● **TEXT FOR ANALYSIS**
┏━━
As Buddhists have known for 2,500 years, compassion is a wonderful antidote to anger, aggression, hostility and hatred – a fact that is increasingly recognised by Western mental health professionals. Learning to treat ourselves and others with greater kindness, compassion and tolerance is a major step on the road to reducing the destructive impact of anger on our lives. If you only read one of these books, I would choose this one, as it is both profound and a pleasure to read.

3. The Superstress Solution, by Roberta Lee MD. Don't let the title throw you off – I have included this book in both the anger and stress sections of my bibliotherapy course, because anger and stress and often inextricably linked. Think of it this way: if you are prone to irritability, remember how you felt after your last holiday. I'm guessing that all the little things that normally drive you to distraction didn't seem like such a big deal – and you probably dealt with them without becoming in the least bit cross or frustrated. Why? Because you had de-stressed and were relaxed, so your levels of patience and what's known as 'frustration tolerance' were far higher than in your pre-holiday, stressed-out state.

That's why, if you have a problem with anger, managing your stress levels is extremely important. Dr Lee is an integrative physician who takes a holistic approach to reducing the stress levels many of us suffer from in our always-on, over-stimulated, over-caffeinated, under-rested modern world. Covering everything from diet and exercise to meditation and lifestyle changes, this is a wonderfully clear, sensible and helpful book. Follow her advice and both your stress and anger levels should reduce significantly.
┗━━
● **SOURCE DATA**
┏━━
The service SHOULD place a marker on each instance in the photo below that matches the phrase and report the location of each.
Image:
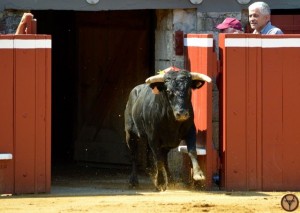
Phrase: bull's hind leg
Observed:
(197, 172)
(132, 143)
┗━━
● **USING THE INFORMATION**
1. Update the passage on anger and stress, starting at "That's why, if" and ending at "should reduce significantly.", so that "remarkably" replaces "wonderfully".
2. Take the passage on anger and stress further, carrying on from its final sentence.
The records are separate material, unrelated to the passage on anger and stress.

● **TASK RESULTS**
1.
That's why, if you have a problem with anger, managing your stress levels is extremely important. Dr Lee is an integrative physician who takes a holistic approach to reducing the stress levels many of us suffer from in our always-on, over-stimulated, over-caffeinated, under-rested modern world. Covering everything from diet and exercise to meditation and lifestyle changes, this is a remarkably clear, sensible and helpful book. Follow her advice and both your stress and anger levels should reduce significantly.

2.
I hope these books prove helpful – if you would like to book a session with me, email dan@danroberts.com

Warm wishes,

Dan

Thoughts racing? This meditation will help

When you are feeling stressed or anxious your thoughts might race, making it hard to slow down or focus on what you're doing. Although this is completely normal, it can feel really unsettling, as the content of those thoughts is likely to be negative or frightening, so it's a bit like watching a scary movie stuck on fast-forward... If this is a problem for you, here is a simple mindfulness meditation technique that can really help:

Mindfulness of breathing

1. First, make some quiet time for yourself – take 10 minutes out of your busy day, that to-do list can wait! Switch your phone to silent and make sure you won't be disturbed. Find a comfortable position, either cross-legged on a cushion on the floor, or sitting on a straight-backed chair. Make sure your spine, neck and head are in alignment – erect but not tense, so you are sitting with a sense of calm alertness.

2. Set a repeat timer on your phone to 5 minutes, then close your eyes and settle into your body. Do a quick scan of your whole body, from the tip of your toes to the top of your head, noticing any areas of tension and allowing those parts of the body to soften and relax. You can imagine breathing into the tense area, then releasing any tension on the out-breath.

3. Bring your attention to your breath, following the entire breath cycle as it travels into the nostrils, down the back of your throat, into the lungs, then back along the throat and out of your nose. Notice the way your chest and belly rise with each in-breath, then fall on the out-breath. Don't try to change or control the breath in any way, just let your body breathe itself – which it does every second of your life, whether you notice or not.

4. Start counting after each breath cycle, beginning with 1 – so breathe in, out and mentally count 1; in, out, 2; in, out, 3 and so on until you reach 10. If you find yourself carried off by thoughts, that's fine – be kind and gentle with yourself, direct your attention back to the breath, then go back to 1.

5. If you find yourself counting 20, you have got distracted! Again, just go back to 1 and start again.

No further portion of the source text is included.